● LEESTEKST:
------------------------------------------------------------------------
5-145/2 | 5-145/2 |
24 MEI 2011
Nr. 1 VAN MEVROUW DEFRAIGNE
Art. 2
Dit artikel vervangen door wat volgt :
« Art. 2. — Artikel 2244 van het Burgerlijk Wetboek, gewijzigd bij de wet van 25 juli 2008, wordt aangevuld met de drie volgende leden :
« Een ingebrekestelling verstuurd per aangetekende brief met ontvangstbewijs door de advocaat van de schuldeiser naar de schuldenaar met woonplaats of maatschappelijke zetel in België, stuit eveneens de verjaring en doet vanaf de ontvangst van de aangetekende brief door de schuldenaar een nieuwe termijn van een jaar ingaan. De verjaringsstuitende werking van die ingebrekestelling kan slechts eenmaal spelen.
De ingebrekestelling moet om de verjaring te kunnen stuiten, op een volledige en expliciete wijze de volgende gegevens omtrent de schuldvordering bevatten :
1º naam, voornaam en adres van de schuldeiser;
2º naam, voornaam en adres van de schuldenaar;
3º een beschrijving van de verplichting die de schuld heeft doen ontstaan;
4º indien de schuldvordering een geldsom behelst, de verantwoording van de bedragen die van de schuldenaar worden geëist, met inbegrip van de schadevergoedingen en de verwijlintresten;
5º de termijn waarbinnen de schuldenaar zijn verplichtingen kan nakomen zonder dat bijkomende invorderingsmaatregelen kunnen worden getroffen;
6º de mogelijkheid om in rechte op te treden om de andere invorderingsmaatregelen ten uitvoer te leggen wanneer de schuldenaar niet binnen de vooropgestelde termijn reageert;
7º de verjaringsstuitende werking van deze ingebrekestelling;
8º de handtekening van de advocaat van de schuldeiser. »
------------------------------------------------------------------------
● AANGELEVERDE GEGEVENS:
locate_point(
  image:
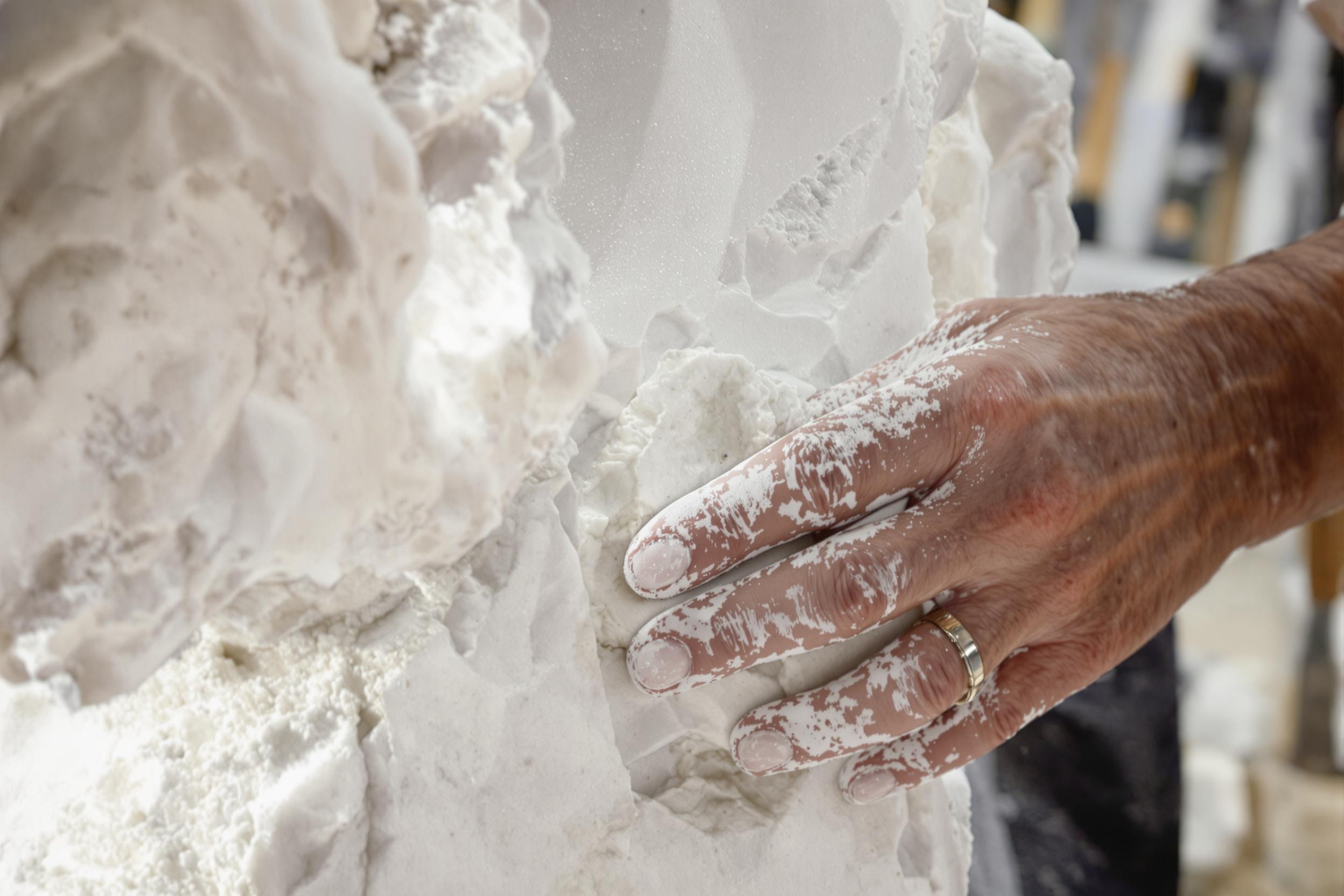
------------------------------------------------------------------------
● WAT TE DOEN:
[1] Hoe lang duurt volgens de leestekst de nieuwe termijn die ingaat zodra de schuldenaar de aangetekende brief ontvangt?
[2] Neem een stuk uit de leestekst letterlijk over, beginnend bij "5-145/2 | 5-145/2" en eindigend bij "slechts eenmaal spelen.".
De lijst speelt hierbij geen enkele rol.

● ANTWOORDEN PER OPDRACHT:
[1] Een jaar.

[2]
5-145/2 | 5-145/2 |
24 MEI 2011
Nr. 1 VAN MEVROUW DEFRAIGNE
Art. 2
Dit artikel vervangen door wat volgt :
« Art. 2. — Artikel 2244 van het Burgerlijk Wetboek, gewijzigd bij de wet van 25 juli 2008, wordt aangevuld met de drie volgende leden :
« Een ingebrekestelling verstuurd per aangetekende brief met ontvangstbewijs door de advocaat van de schuldeiser naar de schuldenaar met woonplaats of maatschappelijke zetel in België, stuit eveneens de verjaring en doet vanaf de ontvangst van de aangetekende brief door de schuldenaar een nieuwe termijn van een jaar ingaan. De verjaringsstuitende werking van die ingebrekestelling kan slechts eenmaal spelen.